» TASK REQUIREMENTS: Look for "shrub" in the records and copy every line that has it.

» SUPPLIED RECORDS:

■ ■ ■ ■ ■ ■ ■

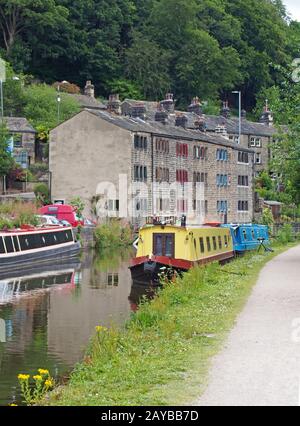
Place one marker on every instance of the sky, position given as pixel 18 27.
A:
pixel 293 7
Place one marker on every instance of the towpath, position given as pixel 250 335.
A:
pixel 260 364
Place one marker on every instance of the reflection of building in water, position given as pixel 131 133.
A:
pixel 2 331
pixel 140 291
pixel 103 301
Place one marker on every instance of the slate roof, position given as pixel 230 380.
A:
pixel 164 130
pixel 19 125
pixel 212 121
pixel 88 102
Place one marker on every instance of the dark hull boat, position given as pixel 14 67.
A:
pixel 25 249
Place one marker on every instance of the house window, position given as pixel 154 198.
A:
pixel 140 142
pixel 222 180
pixel 182 176
pixel 243 180
pixel 243 157
pixel 140 174
pixel 182 150
pixel 17 141
pixel 258 158
pixel 222 206
pixel 243 206
pixel 255 142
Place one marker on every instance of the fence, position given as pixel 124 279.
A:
pixel 277 227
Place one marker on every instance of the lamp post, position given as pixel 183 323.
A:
pixel 238 92
pixel 58 104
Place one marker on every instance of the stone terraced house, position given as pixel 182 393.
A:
pixel 134 151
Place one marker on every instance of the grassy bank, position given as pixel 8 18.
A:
pixel 162 356
pixel 113 234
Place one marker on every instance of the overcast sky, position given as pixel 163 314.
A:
pixel 293 6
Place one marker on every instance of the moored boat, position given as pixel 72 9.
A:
pixel 248 236
pixel 167 247
pixel 23 248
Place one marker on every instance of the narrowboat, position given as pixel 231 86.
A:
pixel 58 277
pixel 23 248
pixel 168 247
pixel 248 237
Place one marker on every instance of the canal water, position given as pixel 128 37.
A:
pixel 48 315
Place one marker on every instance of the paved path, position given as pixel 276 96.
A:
pixel 260 365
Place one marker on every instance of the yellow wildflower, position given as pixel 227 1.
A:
pixel 99 328
pixel 23 377
pixel 49 384
pixel 43 372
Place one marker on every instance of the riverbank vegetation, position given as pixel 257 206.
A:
pixel 16 214
pixel 113 234
pixel 162 356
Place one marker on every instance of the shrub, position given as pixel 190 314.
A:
pixel 42 193
pixel 113 234
pixel 285 234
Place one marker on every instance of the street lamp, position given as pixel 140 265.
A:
pixel 58 104
pixel 238 92
pixel 14 78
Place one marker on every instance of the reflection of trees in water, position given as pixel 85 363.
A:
pixel 141 291
pixel 105 271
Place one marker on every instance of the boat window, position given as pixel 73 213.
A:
pixel 220 242
pixel 2 249
pixel 202 248
pixel 9 244
pixel 225 240
pixel 208 244
pixel 16 244
pixel 215 243
pixel 164 245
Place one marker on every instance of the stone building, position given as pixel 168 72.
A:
pixel 21 140
pixel 140 159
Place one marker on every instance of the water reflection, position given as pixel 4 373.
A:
pixel 48 315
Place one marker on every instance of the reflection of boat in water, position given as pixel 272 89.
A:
pixel 163 248
pixel 141 290
pixel 21 249
pixel 61 276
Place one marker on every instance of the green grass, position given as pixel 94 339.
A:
pixel 162 356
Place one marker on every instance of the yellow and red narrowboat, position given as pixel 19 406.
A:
pixel 162 247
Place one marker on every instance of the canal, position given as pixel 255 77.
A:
pixel 48 316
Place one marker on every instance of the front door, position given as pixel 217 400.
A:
pixel 164 245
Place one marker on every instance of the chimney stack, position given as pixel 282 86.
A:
pixel 181 121
pixel 267 116
pixel 161 115
pixel 138 110
pixel 168 104
pixel 195 106
pixel 225 111
pixel 89 89
pixel 114 104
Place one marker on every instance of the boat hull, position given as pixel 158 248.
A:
pixel 26 261
pixel 146 269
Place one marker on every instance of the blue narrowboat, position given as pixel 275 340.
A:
pixel 248 237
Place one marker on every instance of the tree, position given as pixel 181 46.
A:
pixel 148 64
pixel 18 17
pixel 6 160
pixel 42 108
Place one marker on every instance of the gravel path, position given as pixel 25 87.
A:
pixel 260 364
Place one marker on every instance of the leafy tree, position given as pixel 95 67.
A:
pixel 148 64
pixel 6 160
pixel 42 108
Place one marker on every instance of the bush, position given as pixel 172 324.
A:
pixel 113 234
pixel 42 193
pixel 285 234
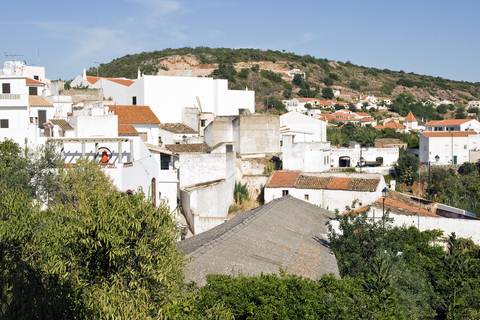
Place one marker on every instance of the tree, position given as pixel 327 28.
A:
pixel 406 168
pixel 327 93
pixel 96 252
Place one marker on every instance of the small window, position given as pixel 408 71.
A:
pixel 5 87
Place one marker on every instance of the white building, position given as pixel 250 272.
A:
pixel 206 182
pixel 168 96
pixel 454 125
pixel 329 191
pixel 448 147
pixel 302 127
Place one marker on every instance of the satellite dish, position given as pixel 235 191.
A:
pixel 176 164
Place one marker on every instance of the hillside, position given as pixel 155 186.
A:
pixel 266 72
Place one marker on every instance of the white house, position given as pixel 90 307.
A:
pixel 206 182
pixel 326 190
pixel 448 147
pixel 454 125
pixel 302 127
pixel 168 96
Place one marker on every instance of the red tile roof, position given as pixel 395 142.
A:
pixel 283 179
pixel 448 134
pixel 410 117
pixel 127 130
pixel 128 114
pixel 447 122
pixel 295 179
pixel 122 81
pixel 33 82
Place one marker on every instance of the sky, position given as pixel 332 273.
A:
pixel 434 37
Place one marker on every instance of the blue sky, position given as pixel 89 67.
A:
pixel 435 37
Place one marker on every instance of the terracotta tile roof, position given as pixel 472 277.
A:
pixel 390 125
pixel 405 207
pixel 177 128
pixel 188 148
pixel 62 124
pixel 33 82
pixel 123 81
pixel 448 134
pixel 128 114
pixel 295 179
pixel 410 117
pixel 283 179
pixel 37 101
pixel 127 130
pixel 447 122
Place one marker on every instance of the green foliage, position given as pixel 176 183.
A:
pixel 406 168
pixel 240 193
pixel 459 188
pixel 273 103
pixel 92 253
pixel 327 93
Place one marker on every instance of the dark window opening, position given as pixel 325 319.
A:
pixel 164 161
pixel 5 87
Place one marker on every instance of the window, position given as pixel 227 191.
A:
pixel 5 87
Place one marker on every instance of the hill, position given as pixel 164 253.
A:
pixel 269 73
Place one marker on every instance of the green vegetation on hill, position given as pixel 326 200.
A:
pixel 320 73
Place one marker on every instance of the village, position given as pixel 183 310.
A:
pixel 191 144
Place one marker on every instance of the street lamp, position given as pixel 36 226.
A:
pixel 384 194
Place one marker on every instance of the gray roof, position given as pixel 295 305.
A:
pixel 286 233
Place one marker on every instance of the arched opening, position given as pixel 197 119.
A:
pixel 153 189
pixel 344 162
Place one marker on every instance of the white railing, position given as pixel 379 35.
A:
pixel 9 96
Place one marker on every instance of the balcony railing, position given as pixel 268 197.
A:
pixel 9 96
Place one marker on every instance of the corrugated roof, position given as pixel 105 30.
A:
pixel 448 134
pixel 63 124
pixel 188 148
pixel 37 101
pixel 286 233
pixel 177 128
pixel 295 179
pixel 123 81
pixel 410 117
pixel 133 114
pixel 447 122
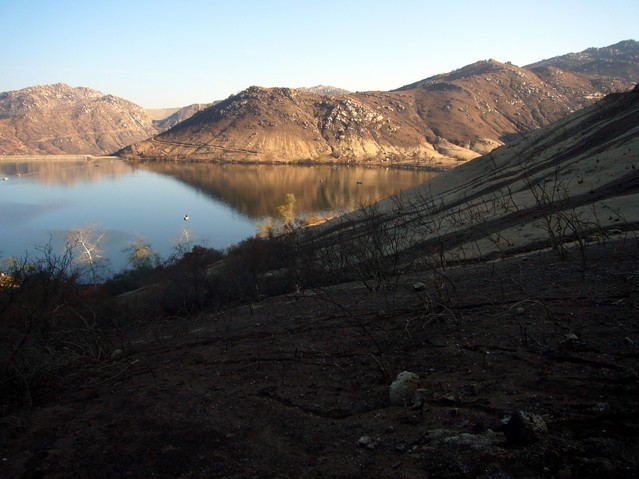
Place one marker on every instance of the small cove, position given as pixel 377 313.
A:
pixel 41 200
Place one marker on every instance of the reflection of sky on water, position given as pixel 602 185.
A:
pixel 129 203
pixel 128 207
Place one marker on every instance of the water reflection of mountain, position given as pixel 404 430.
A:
pixel 65 172
pixel 257 190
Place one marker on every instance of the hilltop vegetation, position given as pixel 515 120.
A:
pixel 508 287
pixel 438 122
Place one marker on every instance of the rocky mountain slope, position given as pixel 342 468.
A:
pixel 179 115
pixel 55 119
pixel 564 186
pixel 481 325
pixel 437 122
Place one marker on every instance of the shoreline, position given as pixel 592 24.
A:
pixel 302 163
pixel 15 158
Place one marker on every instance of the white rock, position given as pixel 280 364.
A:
pixel 402 389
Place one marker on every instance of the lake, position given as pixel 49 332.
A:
pixel 41 200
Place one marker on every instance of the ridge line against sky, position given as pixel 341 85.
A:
pixel 162 54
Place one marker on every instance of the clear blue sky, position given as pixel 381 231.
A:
pixel 174 53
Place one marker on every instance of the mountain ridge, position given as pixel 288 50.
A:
pixel 438 122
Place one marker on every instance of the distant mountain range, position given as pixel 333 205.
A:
pixel 439 121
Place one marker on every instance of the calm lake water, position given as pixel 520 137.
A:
pixel 41 200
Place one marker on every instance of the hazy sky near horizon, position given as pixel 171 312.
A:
pixel 160 53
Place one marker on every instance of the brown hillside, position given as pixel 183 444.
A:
pixel 481 325
pixel 437 122
pixel 59 119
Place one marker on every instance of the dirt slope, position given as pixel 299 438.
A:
pixel 438 122
pixel 577 179
pixel 59 119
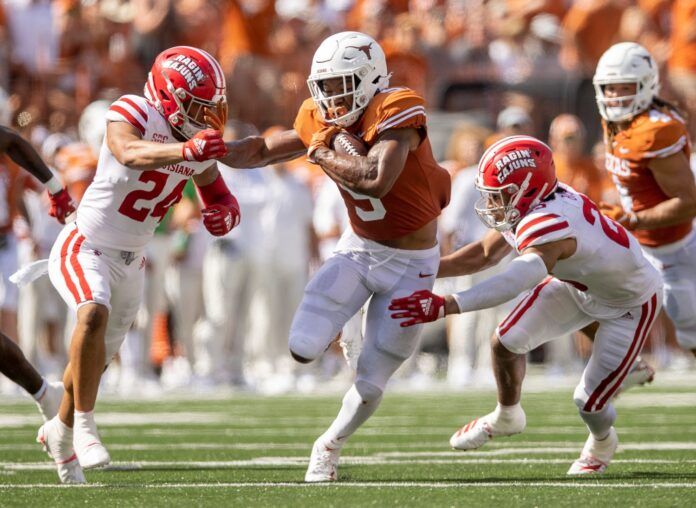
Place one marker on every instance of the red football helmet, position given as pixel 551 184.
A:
pixel 514 175
pixel 182 82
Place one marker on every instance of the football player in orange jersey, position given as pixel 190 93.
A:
pixel 394 195
pixel 13 363
pixel 647 154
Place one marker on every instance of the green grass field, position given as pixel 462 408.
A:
pixel 252 451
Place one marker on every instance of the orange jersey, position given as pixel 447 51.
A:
pixel 652 134
pixel 422 189
pixel 77 166
pixel 582 175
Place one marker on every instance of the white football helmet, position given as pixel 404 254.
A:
pixel 360 61
pixel 626 62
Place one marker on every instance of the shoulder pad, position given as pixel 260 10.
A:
pixel 541 227
pixel 131 109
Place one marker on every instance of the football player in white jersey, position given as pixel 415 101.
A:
pixel 153 145
pixel 578 267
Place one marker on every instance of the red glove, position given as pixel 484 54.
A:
pixel 205 145
pixel 62 205
pixel 617 213
pixel 219 219
pixel 421 307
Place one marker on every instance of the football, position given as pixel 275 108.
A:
pixel 346 143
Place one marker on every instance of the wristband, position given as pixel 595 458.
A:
pixel 53 186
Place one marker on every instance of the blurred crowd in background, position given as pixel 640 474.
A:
pixel 217 311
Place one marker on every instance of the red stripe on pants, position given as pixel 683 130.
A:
pixel 640 334
pixel 64 269
pixel 78 269
pixel 535 294
pixel 644 337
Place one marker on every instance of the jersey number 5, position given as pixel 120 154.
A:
pixel 378 211
pixel 614 231
pixel 160 208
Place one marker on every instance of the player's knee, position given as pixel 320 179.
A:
pixel 511 344
pixel 92 318
pixel 368 391
pixel 304 347
pixel 580 397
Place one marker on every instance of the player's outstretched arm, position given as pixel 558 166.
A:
pixel 521 274
pixel 372 175
pixel 676 180
pixel 126 144
pixel 258 151
pixel 220 208
pixel 476 256
pixel 673 176
pixel 21 152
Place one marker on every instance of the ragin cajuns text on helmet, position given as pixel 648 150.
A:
pixel 183 82
pixel 514 175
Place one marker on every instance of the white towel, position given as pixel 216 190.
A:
pixel 29 273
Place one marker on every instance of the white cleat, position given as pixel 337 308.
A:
pixel 323 464
pixel 49 402
pixel 478 432
pixel 93 455
pixel 596 455
pixel 56 439
pixel 640 374
pixel 88 446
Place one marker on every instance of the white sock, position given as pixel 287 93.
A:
pixel 506 414
pixel 39 395
pixel 62 429
pixel 84 423
pixel 599 423
pixel 354 412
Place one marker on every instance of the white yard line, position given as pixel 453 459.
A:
pixel 302 461
pixel 435 449
pixel 378 485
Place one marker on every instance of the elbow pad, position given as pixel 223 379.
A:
pixel 520 275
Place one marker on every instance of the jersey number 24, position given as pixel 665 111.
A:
pixel 158 209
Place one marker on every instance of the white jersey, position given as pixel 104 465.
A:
pixel 122 206
pixel 608 268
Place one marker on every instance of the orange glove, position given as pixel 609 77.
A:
pixel 617 213
pixel 321 138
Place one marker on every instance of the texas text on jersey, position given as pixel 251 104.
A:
pixel 422 189
pixel 122 207
pixel 652 134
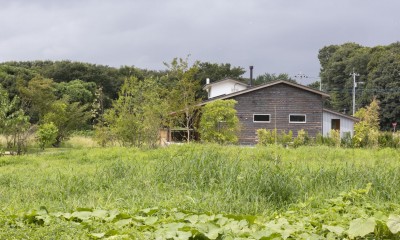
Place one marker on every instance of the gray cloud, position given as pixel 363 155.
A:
pixel 275 36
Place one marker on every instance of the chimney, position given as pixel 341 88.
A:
pixel 251 76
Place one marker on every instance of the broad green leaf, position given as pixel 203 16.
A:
pixel 335 229
pixel 209 229
pixel 150 220
pixel 192 218
pixel 150 211
pixel 97 235
pixel 101 214
pixel 84 215
pixel 393 223
pixel 84 209
pixel 113 214
pixel 179 216
pixel 360 227
pixel 183 235
pixel 123 222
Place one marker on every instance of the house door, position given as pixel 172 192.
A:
pixel 335 124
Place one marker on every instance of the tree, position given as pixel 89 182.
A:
pixel 76 91
pixel 219 122
pixel 67 117
pixel 37 97
pixel 14 124
pixel 46 135
pixel 137 114
pixel 366 131
pixel 182 97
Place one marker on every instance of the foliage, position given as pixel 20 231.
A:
pixel 313 192
pixel 378 71
pixel 103 135
pixel 46 134
pixel 37 97
pixel 366 131
pixel 301 139
pixel 219 122
pixel 267 137
pixel 138 114
pixel 343 217
pixel 14 124
pixel 334 135
pixel 67 117
pixel 182 95
pixel 76 91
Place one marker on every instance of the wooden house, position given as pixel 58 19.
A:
pixel 280 105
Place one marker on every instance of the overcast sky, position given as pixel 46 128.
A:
pixel 276 36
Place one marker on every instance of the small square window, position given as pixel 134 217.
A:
pixel 297 118
pixel 261 117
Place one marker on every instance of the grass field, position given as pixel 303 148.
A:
pixel 208 179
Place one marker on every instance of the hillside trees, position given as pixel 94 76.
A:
pixel 14 124
pixel 378 69
pixel 181 96
pixel 37 97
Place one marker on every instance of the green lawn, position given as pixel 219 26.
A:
pixel 195 178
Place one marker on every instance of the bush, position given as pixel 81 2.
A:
pixel 302 138
pixel 46 135
pixel 389 139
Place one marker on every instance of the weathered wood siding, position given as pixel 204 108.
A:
pixel 279 101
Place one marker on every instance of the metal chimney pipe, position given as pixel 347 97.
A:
pixel 251 76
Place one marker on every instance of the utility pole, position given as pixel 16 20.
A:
pixel 301 76
pixel 354 89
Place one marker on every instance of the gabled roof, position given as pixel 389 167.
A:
pixel 342 115
pixel 223 80
pixel 270 84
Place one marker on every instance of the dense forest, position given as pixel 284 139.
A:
pixel 74 95
pixel 378 76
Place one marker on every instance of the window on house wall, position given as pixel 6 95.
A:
pixel 261 117
pixel 297 118
pixel 335 124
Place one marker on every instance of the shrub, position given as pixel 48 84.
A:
pixel 46 134
pixel 334 136
pixel 302 138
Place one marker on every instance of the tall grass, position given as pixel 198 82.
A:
pixel 206 178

■ ■ ■ ■ ■ ■ ■

» REPLY:
Place one marker on every instance of the shrub, position given as pixel 190 314.
Place one marker on every instance of the shrub, position given as pixel 48 84.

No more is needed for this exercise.